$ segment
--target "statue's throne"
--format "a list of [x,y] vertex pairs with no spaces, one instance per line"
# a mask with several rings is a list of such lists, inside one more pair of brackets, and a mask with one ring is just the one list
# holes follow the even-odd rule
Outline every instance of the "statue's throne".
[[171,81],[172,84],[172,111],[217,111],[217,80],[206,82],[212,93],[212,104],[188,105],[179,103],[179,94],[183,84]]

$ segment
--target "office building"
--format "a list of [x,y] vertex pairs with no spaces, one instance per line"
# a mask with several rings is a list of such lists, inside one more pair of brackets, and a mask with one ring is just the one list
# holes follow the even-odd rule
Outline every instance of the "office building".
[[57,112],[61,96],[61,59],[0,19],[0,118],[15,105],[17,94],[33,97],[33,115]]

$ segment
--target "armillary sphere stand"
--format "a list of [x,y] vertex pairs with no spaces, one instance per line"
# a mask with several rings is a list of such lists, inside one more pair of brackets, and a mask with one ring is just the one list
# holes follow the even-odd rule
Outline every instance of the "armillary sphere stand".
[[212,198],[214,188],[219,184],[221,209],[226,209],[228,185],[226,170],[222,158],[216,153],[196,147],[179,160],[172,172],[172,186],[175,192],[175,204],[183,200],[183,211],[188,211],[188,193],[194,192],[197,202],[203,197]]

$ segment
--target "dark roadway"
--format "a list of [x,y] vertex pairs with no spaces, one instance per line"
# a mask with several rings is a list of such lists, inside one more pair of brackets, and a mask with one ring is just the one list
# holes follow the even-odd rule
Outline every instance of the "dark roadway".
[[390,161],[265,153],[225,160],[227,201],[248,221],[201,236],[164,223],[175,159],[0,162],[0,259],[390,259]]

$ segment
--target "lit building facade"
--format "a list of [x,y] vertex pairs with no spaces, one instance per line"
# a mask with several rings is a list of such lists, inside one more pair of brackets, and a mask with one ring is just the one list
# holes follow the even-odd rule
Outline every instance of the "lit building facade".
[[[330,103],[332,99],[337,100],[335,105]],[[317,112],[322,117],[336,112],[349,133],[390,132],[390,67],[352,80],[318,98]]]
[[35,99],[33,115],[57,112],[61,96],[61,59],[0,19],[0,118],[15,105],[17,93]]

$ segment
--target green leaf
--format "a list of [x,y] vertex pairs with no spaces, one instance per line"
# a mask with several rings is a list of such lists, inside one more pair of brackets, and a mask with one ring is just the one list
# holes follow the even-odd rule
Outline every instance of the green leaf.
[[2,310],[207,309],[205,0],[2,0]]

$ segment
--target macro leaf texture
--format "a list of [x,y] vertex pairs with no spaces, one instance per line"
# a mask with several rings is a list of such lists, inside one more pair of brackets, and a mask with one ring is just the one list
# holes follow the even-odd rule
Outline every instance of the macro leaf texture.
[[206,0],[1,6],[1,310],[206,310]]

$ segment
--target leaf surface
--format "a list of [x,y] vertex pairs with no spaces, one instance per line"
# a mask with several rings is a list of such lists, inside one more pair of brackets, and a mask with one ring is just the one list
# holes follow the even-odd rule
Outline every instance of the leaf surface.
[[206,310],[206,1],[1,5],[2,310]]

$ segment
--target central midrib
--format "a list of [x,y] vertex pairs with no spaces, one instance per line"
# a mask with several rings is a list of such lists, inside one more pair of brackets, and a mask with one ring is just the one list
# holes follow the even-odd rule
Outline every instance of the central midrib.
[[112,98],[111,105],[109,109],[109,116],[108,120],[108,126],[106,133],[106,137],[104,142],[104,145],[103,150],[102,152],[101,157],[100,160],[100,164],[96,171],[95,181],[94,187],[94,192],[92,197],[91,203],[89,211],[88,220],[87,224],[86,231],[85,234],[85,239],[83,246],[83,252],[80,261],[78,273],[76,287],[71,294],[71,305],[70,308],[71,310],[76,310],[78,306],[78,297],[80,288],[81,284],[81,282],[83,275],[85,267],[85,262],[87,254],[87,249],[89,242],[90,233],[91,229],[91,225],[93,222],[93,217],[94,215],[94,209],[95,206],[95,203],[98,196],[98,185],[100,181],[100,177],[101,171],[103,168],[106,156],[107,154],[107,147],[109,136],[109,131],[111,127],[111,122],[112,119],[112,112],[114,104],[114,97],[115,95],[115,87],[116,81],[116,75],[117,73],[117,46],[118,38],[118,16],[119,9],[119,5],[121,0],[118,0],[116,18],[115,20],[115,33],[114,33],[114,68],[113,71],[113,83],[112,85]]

• • •

State the number of lines in the records that contain the string "macro". Give only the number.

## [Task response]
2